→ **Given passage**

— START —

I proudly come from Zefta, Egypt — a city that once declared itself the Zefta Republic during the 1919 revolution, a bold act of defiance that continues to inspire me with its legacy of resilience and independence. That spirit shaped my own journey: as a high school student I ranked 18th out of more than 600,000 students nationwide in Egypt’s Thanawya Amma mathematics exam, which earned me a full merit scholarship to study Computer Science (Information Security) at the German International University in Cairo. While still in Egypt, I worked remotely with Prof. C. Jordan Howell on projects related to cybercrime and underground economies, resulting in a publication in Computers in Human Behavior that analyzed how Ransomware-as-a-Service (RaaS) is marketed on darknet marketplaces. My path then brought me to the United States as a research intern at Georgia Tech, where I worked under Prof. Brendan D. Saltaformaggio on systems security and contributed to research that later appeared at USENIX Security. I then continued to Dartmouth College, where I served as a Graduate Teaching Assistant under Prof. Sami Saydjari and helped redesign a Security & Privacy course to embrace AI tools while encouraging deeper reflection among students.

— END —

→ **Tasks**
[A] According to the biographical passage, what rank did the writer reach in Egypt's Thanawya Amma mathematics exam?
[B] Translate this sentence from the biographical passage into Spanish: "I then continued to Dartmouth College, where I served as a Graduate Teaching Assistant under Prof. Sami Saydjari and helped redesign a Security & Privacy course to embrace AI tools while encouraging deeper reflection among students."
[C] Write the next few sentences of the biographical passage, picking up right after its final sentence about Dartmouth College.
The records below have nothing to do with the biographical passage above.

→ **Data lines**
— START —

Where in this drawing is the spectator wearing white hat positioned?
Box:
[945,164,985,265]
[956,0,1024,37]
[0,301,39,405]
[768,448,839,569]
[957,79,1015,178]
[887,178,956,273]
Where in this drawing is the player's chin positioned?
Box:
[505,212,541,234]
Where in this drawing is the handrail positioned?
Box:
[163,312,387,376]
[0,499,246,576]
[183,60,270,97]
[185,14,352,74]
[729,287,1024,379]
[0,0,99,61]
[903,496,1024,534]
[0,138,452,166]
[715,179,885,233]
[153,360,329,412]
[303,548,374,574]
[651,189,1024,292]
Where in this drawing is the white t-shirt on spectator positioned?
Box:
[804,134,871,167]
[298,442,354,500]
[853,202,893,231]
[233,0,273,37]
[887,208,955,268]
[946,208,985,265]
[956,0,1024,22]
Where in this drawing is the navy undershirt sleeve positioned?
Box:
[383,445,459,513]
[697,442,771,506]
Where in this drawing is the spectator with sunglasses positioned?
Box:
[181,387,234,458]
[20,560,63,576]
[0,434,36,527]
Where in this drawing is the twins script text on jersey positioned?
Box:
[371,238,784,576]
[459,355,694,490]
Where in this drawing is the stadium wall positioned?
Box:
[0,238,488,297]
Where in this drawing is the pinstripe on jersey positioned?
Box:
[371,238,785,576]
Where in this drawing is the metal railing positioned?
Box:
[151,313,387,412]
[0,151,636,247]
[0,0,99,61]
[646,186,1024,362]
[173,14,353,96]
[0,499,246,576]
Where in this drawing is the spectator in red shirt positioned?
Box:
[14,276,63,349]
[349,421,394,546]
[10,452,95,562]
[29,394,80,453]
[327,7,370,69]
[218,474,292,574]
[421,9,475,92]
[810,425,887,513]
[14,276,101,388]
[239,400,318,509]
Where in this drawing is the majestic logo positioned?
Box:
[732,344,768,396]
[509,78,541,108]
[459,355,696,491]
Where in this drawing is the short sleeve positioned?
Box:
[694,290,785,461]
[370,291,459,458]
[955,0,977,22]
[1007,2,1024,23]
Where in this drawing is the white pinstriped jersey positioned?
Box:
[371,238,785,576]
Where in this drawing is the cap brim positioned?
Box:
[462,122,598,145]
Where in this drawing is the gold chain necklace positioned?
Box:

— END —

→ **Task-by-task outputs**
[A] The writer ranked 18th out of more than 600,000 students nationwide.

[B] Luego continué en Dartmouth College, donde trabajé como asistente de docencia de posgrado bajo la dirección del Prof. Sami Saydjari y ayudé a rediseñar un curso de Seguridad y Privacidad para incorporar herramientas de IA, a la vez que fomentaba una reflexión más profunda entre los estudiantes.

[C]
When I’m not buried in research, you’ll probably catch me at the gym, walking along the California coast, wandering through redwood forests, or chasing down the next great coffee shop. I tell myself these moments are breaks from research — but truthfully, even while sipping coffee or hiking a trail, my mind drifts back to the same question: how can I leave the world better than I found it? Sometimes that means pushing my research forward, sometimes it means dreaming about building impactful startups, and sometimes it simply means working hard to be kind and present with the people around me. Either way, I’m always fueled by the same drive: fighting for people’s freedom, dignity, and trust in the digital age.

news

Jun 22, 2025 Excited to share that I’ve joined University of California, Santa Cruz as a PhD student in Computer Science and Engineering 🎓🌊
I will be working under the supervision of Prof. Ramakrishnan (Ram) Sundara Raman on research at the intersection of security, privacy, and human factors.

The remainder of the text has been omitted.